- Stated problem 1
Answer these from the equation thread:
(a) According to Answer 1, what are the center and radius of the circle?
(b) What expression for x does Answer 1 give?
(c) In Answer 2, what formula does the writer suggest feeding the equation to?
- Stated problem 2
Pick up the equation thread after its final line and write what comes next.

I can't solve this basic equation?

Question

I need to make either $y$ or $x$ the subject of this equation but I can't seem to get either one

$\frac{2x}{1+x^2+y^2}+ \frac{1}{\sqrt2} =0$

I always end up with

$-2\sqrt2x-1-x^2=y^2$ which is obviously not going anywhere...

Answer 1

Note that

$$x^2+2\sqrt2x+1+y^2=0\iff (x+\sqrt 2)^2+y^2=1.$$ This is the equation of a circle with center $(-\sqrt 2,0)$ and radius $1.$

We have $$y=\pm\sqrt{1-(x+\sqrt 2)^2}$$ and $$x=-\sqrt2\pm\sqrt{1-y^2}.$$

Answer 2

What is wrong with seeing it as a quadratic in $x$ or $y$ and feeding it to the quadratic formula? The simplest is $$y=\pm\sqrt {-x^2-2\sqrt 2 x -1}\\ y=\pm\sqrt{1-(x+\sqrt 2)^2}$$ which shows $x$ must be in the range $[\sqrt 2-1,\sqrt 2+1]$

Answer 3

$-2\sqrt2x-1-x^2=y^2$ which is obviously not going anywhere...

Why do you say that?

- Data
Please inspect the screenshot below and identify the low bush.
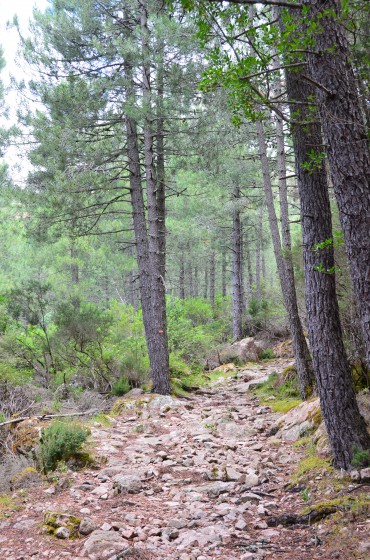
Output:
[351,447,370,469]
[259,348,275,360]
[112,377,131,397]
[40,420,89,472]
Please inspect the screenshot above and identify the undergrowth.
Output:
[252,368,302,413]
[40,420,89,472]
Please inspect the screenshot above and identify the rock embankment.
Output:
[0,360,368,560]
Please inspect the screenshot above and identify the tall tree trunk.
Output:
[188,260,194,297]
[70,241,80,286]
[244,230,253,303]
[140,2,171,394]
[194,265,199,297]
[232,181,243,340]
[256,204,263,304]
[209,250,216,305]
[179,249,185,299]
[286,57,370,469]
[221,249,227,297]
[203,262,208,299]
[156,34,166,282]
[304,0,370,366]
[70,241,81,312]
[256,121,314,399]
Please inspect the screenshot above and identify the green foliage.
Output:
[253,370,301,412]
[112,377,131,397]
[351,447,370,469]
[301,148,326,175]
[167,297,230,365]
[40,420,89,472]
[258,348,275,360]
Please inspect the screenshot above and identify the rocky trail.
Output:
[0,359,369,560]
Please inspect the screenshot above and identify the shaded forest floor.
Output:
[0,359,370,560]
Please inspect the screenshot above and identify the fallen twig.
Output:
[0,408,100,428]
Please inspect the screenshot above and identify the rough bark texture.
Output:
[286,40,370,469]
[244,231,253,303]
[209,251,216,305]
[179,250,185,299]
[232,182,243,340]
[304,0,370,366]
[194,266,199,297]
[141,3,171,394]
[221,251,227,297]
[256,121,314,399]
[256,205,263,303]
[203,262,208,299]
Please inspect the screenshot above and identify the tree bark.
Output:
[232,181,243,340]
[256,204,263,305]
[203,262,208,299]
[140,2,171,394]
[194,265,199,297]
[256,121,314,399]
[304,0,370,367]
[244,230,253,303]
[179,249,185,299]
[286,15,370,469]
[221,250,227,297]
[209,250,216,305]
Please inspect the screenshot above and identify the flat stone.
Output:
[113,474,143,494]
[360,467,370,482]
[55,527,71,539]
[235,517,248,531]
[244,473,260,488]
[189,482,235,498]
[78,517,97,535]
[80,530,130,560]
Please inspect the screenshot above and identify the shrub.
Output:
[351,447,370,468]
[41,420,89,472]
[112,377,131,397]
[259,348,275,360]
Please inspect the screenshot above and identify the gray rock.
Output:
[80,530,130,560]
[167,517,188,529]
[349,470,360,482]
[244,473,260,488]
[113,474,143,494]
[162,527,180,541]
[12,519,37,531]
[78,517,97,535]
[358,541,370,554]
[235,517,247,531]
[55,527,71,539]
[360,467,370,482]
[193,482,235,498]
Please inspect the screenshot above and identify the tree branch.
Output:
[204,0,303,9]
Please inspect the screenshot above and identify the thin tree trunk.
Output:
[203,262,208,299]
[209,251,216,305]
[232,181,243,340]
[304,0,370,366]
[244,230,253,303]
[179,250,185,299]
[286,57,370,469]
[140,2,171,394]
[188,260,194,297]
[256,121,314,399]
[256,204,263,305]
[156,34,166,282]
[194,266,199,297]
[221,250,227,297]
[70,242,80,286]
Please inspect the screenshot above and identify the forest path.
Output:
[0,359,364,560]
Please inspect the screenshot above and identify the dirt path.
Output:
[0,360,368,560]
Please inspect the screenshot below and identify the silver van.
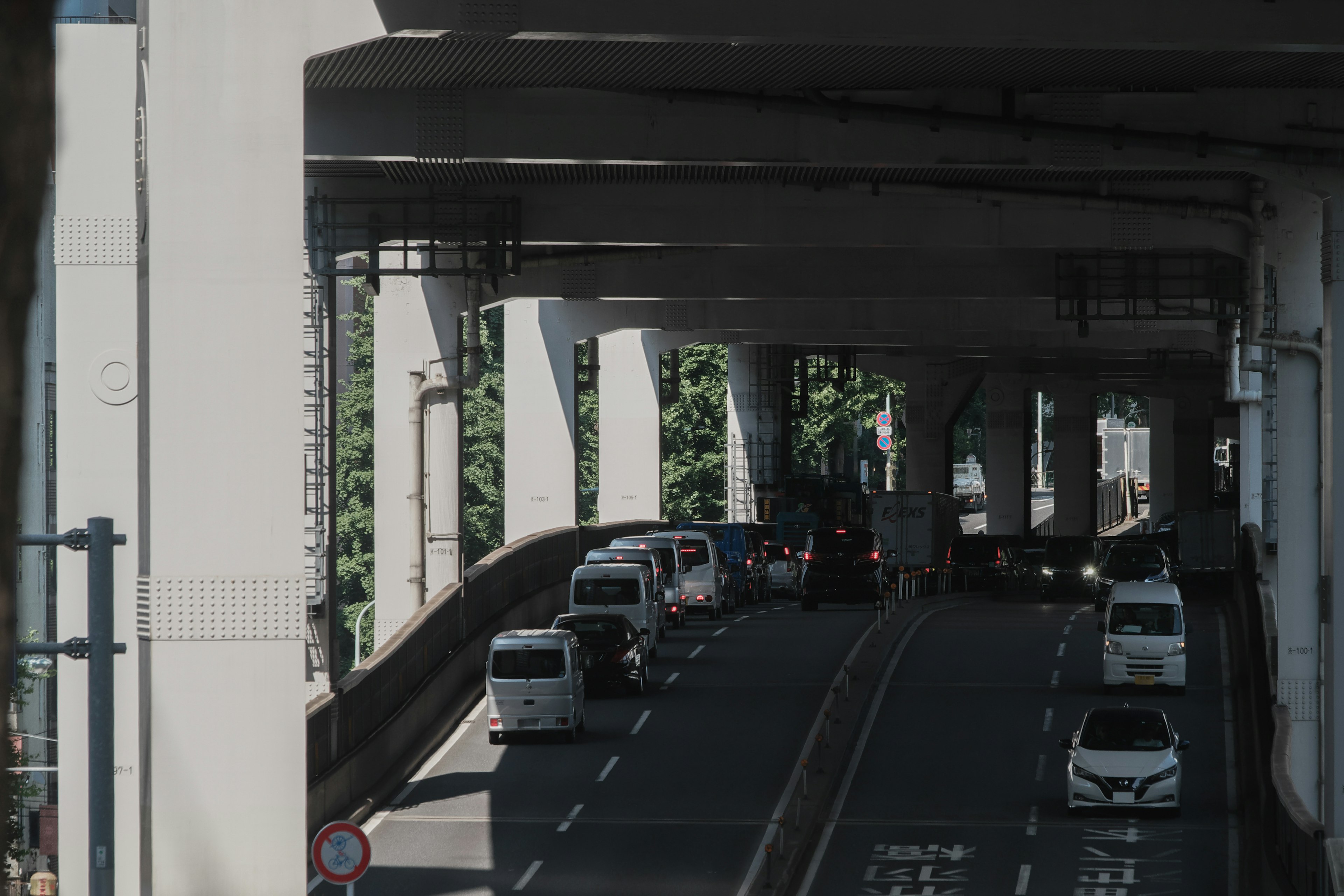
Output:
[485,629,584,744]
[570,563,663,657]
[649,529,724,619]
[611,535,691,629]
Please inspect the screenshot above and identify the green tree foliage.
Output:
[335,291,375,674]
[663,345,728,520]
[952,386,989,474]
[793,371,906,489]
[462,306,504,566]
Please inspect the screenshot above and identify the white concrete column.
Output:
[597,329,663,523]
[504,298,578,544]
[372,274,466,648]
[52,24,140,893]
[985,375,1035,535]
[1051,388,1097,535]
[1265,184,1323,817]
[1148,395,1176,524]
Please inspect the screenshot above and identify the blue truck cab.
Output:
[676,523,747,603]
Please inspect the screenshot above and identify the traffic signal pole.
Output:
[18,516,126,896]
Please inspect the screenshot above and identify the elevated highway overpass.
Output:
[34,0,1344,896]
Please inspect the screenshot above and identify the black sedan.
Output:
[551,612,649,694]
[800,525,882,611]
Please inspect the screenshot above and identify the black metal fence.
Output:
[307,520,665,822]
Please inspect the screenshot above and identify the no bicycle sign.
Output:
[313,821,374,884]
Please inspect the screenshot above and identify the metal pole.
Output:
[89,516,115,896]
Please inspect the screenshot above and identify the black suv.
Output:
[947,535,1031,591]
[1040,535,1102,602]
[800,525,882,610]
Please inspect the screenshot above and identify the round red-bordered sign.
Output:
[313,821,374,884]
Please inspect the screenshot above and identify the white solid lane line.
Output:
[513,859,542,889]
[555,803,583,833]
[390,697,485,811]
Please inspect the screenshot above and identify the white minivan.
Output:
[485,629,584,744]
[611,535,691,629]
[570,563,663,657]
[649,529,723,619]
[1097,582,1187,696]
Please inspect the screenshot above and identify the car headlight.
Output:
[1074,762,1101,784]
[1144,763,1180,784]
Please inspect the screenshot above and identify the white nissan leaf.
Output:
[1059,702,1189,816]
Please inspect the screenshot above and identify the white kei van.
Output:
[1098,582,1187,696]
[649,529,723,619]
[485,629,584,744]
[570,563,663,657]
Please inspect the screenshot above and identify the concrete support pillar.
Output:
[597,329,663,523]
[1148,395,1176,523]
[372,270,466,648]
[1172,395,1214,510]
[1051,388,1097,535]
[985,375,1035,535]
[53,24,140,893]
[1265,184,1333,817]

- Result 1
(a) Center (−√2, 0), radius 1.
(b) x = −√2 ± √(1 − y²)
(c) The quadratic formula.

- Result 2
It looks to me like that is "obviously" going to

$y = \pm \sqrt{-2\sqrt 2 x - 1 - x^2}$

which can be solved by the quadratic equation to:

$y = \pm \sqrt{ - (x - \frac {2\sqrt 2 - \sqrt{8 - 4}}{-2})(x - \frac {2\sqrt 2 + \sqrt{8 - 4}}{-2})}$

$y = \pm \sqrt{-(x + \sqrt 2-1)(x+\sqrt 2 + 1)}$

As $-(x + \sqrt 2-1)(x+\sqrt 2 + 1)$ must be greater than or equal to zero we must have $-1 -\sqrt 2 \le x \le 1- \sqrt 2$.

....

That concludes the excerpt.